What you will do ->
Beginning with the first line below, output every record verbatim and leave out the images.

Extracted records

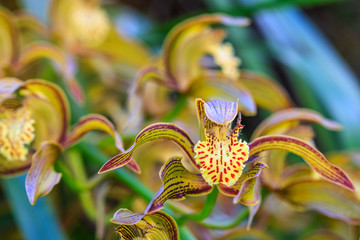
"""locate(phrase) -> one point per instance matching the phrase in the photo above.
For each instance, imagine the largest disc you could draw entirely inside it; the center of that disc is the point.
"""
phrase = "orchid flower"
(186, 71)
(220, 157)
(96, 38)
(19, 51)
(34, 125)
(158, 225)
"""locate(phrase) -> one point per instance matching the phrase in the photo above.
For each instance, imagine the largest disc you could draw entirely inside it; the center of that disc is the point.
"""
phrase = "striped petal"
(177, 183)
(252, 173)
(42, 177)
(154, 226)
(96, 122)
(153, 132)
(312, 156)
(287, 116)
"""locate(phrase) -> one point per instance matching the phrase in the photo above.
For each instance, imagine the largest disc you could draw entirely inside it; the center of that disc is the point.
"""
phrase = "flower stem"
(180, 104)
(227, 224)
(205, 212)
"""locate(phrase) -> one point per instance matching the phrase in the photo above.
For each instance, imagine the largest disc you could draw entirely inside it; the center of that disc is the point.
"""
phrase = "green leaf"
(325, 197)
(177, 183)
(267, 93)
(281, 118)
(153, 132)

Output for this task ->
"""locate(phrase) -> one point per instance matching the phrase in the photo above.
For each instance, imagine the largest disc you could draw entirely inside it; the center of that disc is the point.
"""
phrase = "orchid flower"
(186, 71)
(220, 157)
(96, 38)
(19, 51)
(34, 125)
(158, 225)
"""locate(phrase) -> one point per instance matching the phrase in the photo above.
For each instance, imagine the largest disc you could draw entirely inside it; the center of that disc is the point.
"""
phrase = "striped petal"
(177, 183)
(252, 173)
(42, 177)
(154, 226)
(96, 122)
(153, 132)
(312, 156)
(287, 116)
"""locate(phrase) -> one point per instance matching the phrase in the photo above.
For each instance, imagine the largest disc you could draw entirely inside it; the center of that disc is the point.
"""
phrase = "flower stem"
(180, 104)
(227, 224)
(205, 212)
"""locate(phrase) -> one point per instance matching the phrase in the photo above.
For each instance, imagine the largest disc you could draw entirely inside it; the center of that disc is the point.
"""
phrase = "green leaf"
(325, 197)
(177, 183)
(267, 93)
(281, 118)
(153, 132)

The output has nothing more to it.